▸ SET PROBLEM
Reproduce the records word for word, starting at the line that contains "Place one marker on every instance of the chainring, position" and continuing through the last line of the records.
** begin SUPPLIED RECORDS **
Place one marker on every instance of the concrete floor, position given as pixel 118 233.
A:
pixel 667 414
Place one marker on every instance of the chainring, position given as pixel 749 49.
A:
** end SUPPLIED RECORDS **
▸ FINAL RESULT
Place one marker on every instance of the chainring, position given as pixel 749 49.
A:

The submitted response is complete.